# Start of TEXT BLOCK

Send — Brothers, you are not alone, and your church is not alone. God has made the churches one body of many members — none the whole, none to be spared, the strong needing the weak, the weak honored not despised. And Jesus prayed you would be one, so the world would believe the Father sent Him. Go and treat the churches near you as your own body, for that is what they are. The eye cannot say to the hand, "I have no need of you."

Before the next session:


Session 3 — Shared Eldership Without Empire

Aim — Learn leadership among the churches that serves and does not lord.

Open (10 min) — Recall first. Trainer asks: "The eye cannot say to the hand — what? And who can tell the body passage in your own words?" Let one recite the handle and one tell the story briefly. Then: "Ecclesiastes 4:12 — still with us?" Quick recitation. Bridge: "We have seen the churches are one body. Now a hard question — who leads among many churches? There will be leaders. But what kind? Today we learn leadership that serves and does not lord."

THE TEACHING (60–75 min)

Brothers, we have seen that the churches are one body. Now we face a question that has destroyed many networks before they began. Who leads? When many churches join, there will be leaders — men who serve more than one church, men others look to. This is right and good. But there are two ways to be such a man. One way builds up the body under Christ. The other way builds a kingdom for a man. Today we learn to tell them apart, and to choose the first.

Hear the words of our Lord. Matthew chapter 20, from verse 25. But Jesus called them to him and said, "You know that the rulers of the Gentiles lord it over them, and their great ones exercise authority over them. It shall not be so among you. But whoever would be great among you must be your servant, and whoever would be first among you must be your slave, even as the Son of Man came not to be served but to serve, and to give his life as a ransom for many."

Let us walk through it, for this is the heart of the whole module.

# End of TEXT BLOCK
# Start of GIVEN ENTRIES

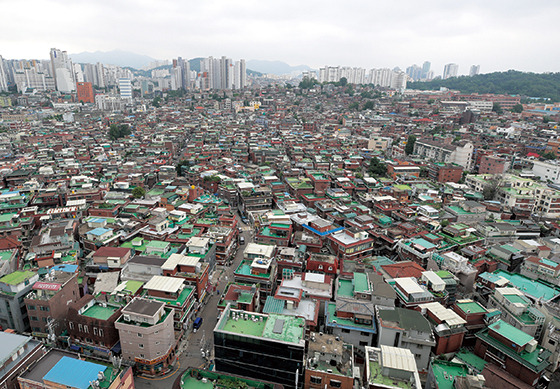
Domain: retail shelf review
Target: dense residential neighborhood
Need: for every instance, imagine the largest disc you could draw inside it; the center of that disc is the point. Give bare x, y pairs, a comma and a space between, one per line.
268, 233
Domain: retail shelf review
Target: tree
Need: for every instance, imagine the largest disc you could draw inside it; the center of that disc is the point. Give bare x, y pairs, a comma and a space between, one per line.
368, 105
377, 168
496, 107
491, 188
117, 131
517, 108
138, 192
409, 148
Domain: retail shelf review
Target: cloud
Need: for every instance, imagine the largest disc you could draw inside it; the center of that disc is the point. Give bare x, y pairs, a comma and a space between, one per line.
496, 34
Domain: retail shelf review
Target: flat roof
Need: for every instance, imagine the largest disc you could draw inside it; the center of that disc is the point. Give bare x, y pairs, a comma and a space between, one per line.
284, 328
17, 277
100, 312
165, 284
74, 373
511, 333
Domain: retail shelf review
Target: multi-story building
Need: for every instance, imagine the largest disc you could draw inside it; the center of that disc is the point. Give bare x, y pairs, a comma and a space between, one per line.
517, 310
449, 327
13, 288
146, 334
47, 305
408, 329
84, 92
514, 351
442, 172
351, 244
459, 154
330, 363
450, 70
19, 352
390, 367
270, 347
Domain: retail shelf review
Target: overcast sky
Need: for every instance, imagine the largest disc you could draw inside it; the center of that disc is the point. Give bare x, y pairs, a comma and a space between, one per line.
496, 34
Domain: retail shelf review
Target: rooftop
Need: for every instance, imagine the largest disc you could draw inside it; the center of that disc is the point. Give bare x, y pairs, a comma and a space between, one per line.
17, 277
289, 329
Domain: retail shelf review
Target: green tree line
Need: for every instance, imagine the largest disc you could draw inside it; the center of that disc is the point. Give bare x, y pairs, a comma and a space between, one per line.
512, 82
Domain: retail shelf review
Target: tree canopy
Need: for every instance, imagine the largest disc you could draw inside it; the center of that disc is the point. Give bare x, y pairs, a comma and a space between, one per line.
117, 131
512, 82
409, 148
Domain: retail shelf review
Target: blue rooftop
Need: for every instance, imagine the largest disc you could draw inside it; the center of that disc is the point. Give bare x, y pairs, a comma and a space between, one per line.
74, 373
66, 268
99, 231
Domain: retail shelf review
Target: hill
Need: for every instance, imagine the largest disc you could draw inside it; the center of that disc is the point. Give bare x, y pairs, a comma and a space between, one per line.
512, 82
116, 57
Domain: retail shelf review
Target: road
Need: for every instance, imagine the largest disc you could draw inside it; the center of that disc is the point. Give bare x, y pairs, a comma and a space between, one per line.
190, 354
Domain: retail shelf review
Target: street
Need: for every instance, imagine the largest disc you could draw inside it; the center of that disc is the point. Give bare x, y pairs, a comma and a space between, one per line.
190, 349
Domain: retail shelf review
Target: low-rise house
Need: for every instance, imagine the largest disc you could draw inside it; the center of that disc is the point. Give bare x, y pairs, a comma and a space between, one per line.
408, 329
330, 363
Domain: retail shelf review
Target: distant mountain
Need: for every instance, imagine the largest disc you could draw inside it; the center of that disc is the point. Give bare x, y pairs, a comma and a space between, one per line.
115, 57
275, 67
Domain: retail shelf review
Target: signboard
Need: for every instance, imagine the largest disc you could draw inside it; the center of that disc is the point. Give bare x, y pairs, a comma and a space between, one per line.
47, 286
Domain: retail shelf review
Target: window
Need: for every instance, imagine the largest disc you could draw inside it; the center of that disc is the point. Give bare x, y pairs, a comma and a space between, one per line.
316, 380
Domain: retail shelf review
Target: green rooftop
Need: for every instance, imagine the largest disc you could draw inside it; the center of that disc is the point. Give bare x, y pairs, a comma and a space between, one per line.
471, 360
99, 312
511, 333
472, 307
535, 288
445, 372
290, 329
17, 277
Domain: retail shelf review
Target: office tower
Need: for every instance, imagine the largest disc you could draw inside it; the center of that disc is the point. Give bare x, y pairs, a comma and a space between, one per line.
125, 88
84, 91
475, 69
62, 71
426, 70
414, 72
3, 76
185, 70
450, 70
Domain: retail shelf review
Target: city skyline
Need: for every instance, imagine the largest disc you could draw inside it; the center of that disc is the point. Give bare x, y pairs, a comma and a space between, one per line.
496, 36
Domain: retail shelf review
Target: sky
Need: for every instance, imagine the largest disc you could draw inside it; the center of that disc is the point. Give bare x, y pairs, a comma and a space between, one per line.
496, 34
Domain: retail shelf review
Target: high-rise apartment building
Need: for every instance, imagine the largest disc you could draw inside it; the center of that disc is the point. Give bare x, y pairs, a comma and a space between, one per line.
3, 76
62, 71
84, 92
426, 70
125, 88
475, 69
450, 70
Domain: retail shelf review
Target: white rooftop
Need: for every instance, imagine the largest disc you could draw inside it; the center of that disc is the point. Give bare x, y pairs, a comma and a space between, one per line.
164, 284
444, 314
179, 259
397, 358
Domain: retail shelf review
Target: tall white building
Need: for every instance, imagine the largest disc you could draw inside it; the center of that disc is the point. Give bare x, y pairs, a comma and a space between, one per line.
450, 70
475, 69
125, 88
62, 71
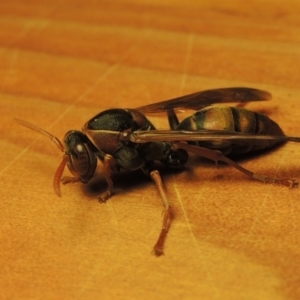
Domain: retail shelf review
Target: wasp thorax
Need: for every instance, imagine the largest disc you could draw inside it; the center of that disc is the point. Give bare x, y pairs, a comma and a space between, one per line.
82, 161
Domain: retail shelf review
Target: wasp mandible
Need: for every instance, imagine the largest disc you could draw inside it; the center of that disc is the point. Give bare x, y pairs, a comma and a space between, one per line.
126, 139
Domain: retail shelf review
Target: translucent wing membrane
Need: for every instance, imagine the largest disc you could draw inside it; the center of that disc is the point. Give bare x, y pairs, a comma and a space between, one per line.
199, 100
203, 135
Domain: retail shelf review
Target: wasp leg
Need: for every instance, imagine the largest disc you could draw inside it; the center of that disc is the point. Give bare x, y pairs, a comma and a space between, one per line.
69, 179
108, 165
167, 215
218, 156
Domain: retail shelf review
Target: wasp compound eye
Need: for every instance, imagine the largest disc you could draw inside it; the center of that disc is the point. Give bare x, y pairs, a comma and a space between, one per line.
82, 160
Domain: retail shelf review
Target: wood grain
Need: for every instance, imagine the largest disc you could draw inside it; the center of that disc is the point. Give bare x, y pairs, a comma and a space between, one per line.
61, 62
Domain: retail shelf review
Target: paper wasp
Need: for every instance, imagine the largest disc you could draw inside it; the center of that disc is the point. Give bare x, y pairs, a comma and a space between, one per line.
126, 139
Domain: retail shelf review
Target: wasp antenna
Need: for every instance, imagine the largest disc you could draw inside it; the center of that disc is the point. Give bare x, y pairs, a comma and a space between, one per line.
58, 175
33, 127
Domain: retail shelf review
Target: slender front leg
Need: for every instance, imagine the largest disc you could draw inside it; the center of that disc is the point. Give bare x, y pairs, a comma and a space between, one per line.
218, 156
108, 164
167, 215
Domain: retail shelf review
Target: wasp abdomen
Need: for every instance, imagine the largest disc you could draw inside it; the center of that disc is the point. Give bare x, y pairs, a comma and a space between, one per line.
236, 120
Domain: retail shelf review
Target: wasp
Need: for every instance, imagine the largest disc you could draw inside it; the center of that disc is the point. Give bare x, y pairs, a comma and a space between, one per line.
126, 139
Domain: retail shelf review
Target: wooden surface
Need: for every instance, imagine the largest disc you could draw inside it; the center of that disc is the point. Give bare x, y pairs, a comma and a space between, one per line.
61, 62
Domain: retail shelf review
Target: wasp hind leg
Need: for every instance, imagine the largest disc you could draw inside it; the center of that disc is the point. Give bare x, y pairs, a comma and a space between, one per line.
158, 248
218, 156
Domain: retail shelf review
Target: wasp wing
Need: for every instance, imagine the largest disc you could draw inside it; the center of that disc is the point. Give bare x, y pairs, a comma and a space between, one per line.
203, 135
201, 99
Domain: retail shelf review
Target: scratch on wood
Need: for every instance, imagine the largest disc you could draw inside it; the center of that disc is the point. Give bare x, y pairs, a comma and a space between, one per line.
190, 43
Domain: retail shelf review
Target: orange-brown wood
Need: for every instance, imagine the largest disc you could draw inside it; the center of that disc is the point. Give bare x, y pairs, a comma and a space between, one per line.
61, 62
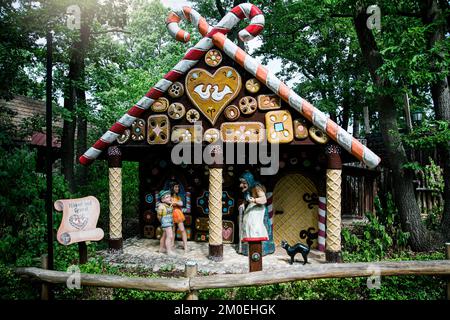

# End of GIVEN ENTRIES

● INSTRUCTIONS:
1. Pull out each line of the records that contains the string "green", treating uppercase and lowercase letters as different.
2. Resume the training session on shared eldership among churches, starting after its final sentence.

● ANSWERS GIVEN:
1.
Target: green tree line
Target: green rooftop

2.
Jesus starts with how the world leads. You know that the rulers of the Gentiles lord it over them. To lord it over people means to rule them for your own benefit — to sit above them, to make them serve you, to use your position for your own honor and your own gain. That is how the great men of the nations rule. Everyone in this room has seen it. The big man sits, and the small men carry him.

Then Jesus turns, and He says four words that must be written on every leader's heart. It shall not be so among you. Say it with me — it shall not be so among you. Not "try to lord it less." Not "lord it kindly." It shall not be so among you at all. The whole worldly pattern of leadership is forbidden in the church of Christ. The man who leads among the churches must not lord it over them. Ever. This is a wall Jesus builds, and no leader may climb over it.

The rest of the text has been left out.